BEGIN DATA SHOWN

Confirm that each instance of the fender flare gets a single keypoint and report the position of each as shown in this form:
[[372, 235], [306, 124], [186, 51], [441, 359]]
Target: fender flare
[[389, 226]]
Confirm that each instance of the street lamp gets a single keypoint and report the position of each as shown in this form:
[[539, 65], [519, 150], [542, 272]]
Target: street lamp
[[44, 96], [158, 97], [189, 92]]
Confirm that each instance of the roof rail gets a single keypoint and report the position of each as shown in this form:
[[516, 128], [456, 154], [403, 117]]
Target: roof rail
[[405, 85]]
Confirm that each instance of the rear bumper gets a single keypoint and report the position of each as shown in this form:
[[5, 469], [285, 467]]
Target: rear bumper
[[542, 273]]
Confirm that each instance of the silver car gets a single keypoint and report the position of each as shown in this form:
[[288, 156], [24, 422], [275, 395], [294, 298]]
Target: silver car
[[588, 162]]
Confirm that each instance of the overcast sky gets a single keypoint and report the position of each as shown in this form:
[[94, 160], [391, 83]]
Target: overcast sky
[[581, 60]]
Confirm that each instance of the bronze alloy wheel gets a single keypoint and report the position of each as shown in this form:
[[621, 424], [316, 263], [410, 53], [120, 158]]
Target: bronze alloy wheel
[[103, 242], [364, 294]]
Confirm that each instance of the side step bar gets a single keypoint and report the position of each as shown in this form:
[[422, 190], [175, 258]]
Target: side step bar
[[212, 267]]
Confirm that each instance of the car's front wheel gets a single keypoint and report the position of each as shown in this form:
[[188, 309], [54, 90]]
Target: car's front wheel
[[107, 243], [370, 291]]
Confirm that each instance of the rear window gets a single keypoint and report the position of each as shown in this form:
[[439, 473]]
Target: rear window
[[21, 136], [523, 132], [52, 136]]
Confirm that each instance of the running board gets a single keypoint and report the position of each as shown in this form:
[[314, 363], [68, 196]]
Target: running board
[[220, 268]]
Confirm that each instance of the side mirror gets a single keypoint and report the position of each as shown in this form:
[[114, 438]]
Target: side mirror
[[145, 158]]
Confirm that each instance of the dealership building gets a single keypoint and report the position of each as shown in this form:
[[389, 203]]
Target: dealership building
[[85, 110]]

END DATA SHOWN

→ **TASK DETAILS**
Copy out the items verbatim, starting with the line that contains "Confirm that each instance of the bronze" and going on through the line that contains "[[220, 268]]".

→ **COMPLETED TASK**
Confirm that each instance of the bronze alloy wheel gets a single keypoint and report the position of each as shown in this form:
[[621, 424], [316, 263], [410, 53], [120, 158]]
Target: bronze alloy wheel
[[103, 242], [364, 294]]
Confirm that each instance of the side step bar gets a single keypoint and report the position of each as shown in this form:
[[422, 190], [175, 258]]
Target: side step bar
[[212, 267]]
Confirm that each instance of the car's front wheel gets a single keypoint and report the position of each as shown in this form:
[[188, 309], [54, 90]]
Target: car's front wheel
[[107, 243], [370, 291]]
Confirm that each instance of the rear window gets a single keypoint and report the position of each as shown in this form:
[[439, 473]]
Target: rear window
[[21, 136], [523, 132], [52, 136]]
Confirm that each instance of the running board gets a single keypoint and report the position of each as shown in this form:
[[314, 363], [68, 196]]
Target: running board
[[220, 268]]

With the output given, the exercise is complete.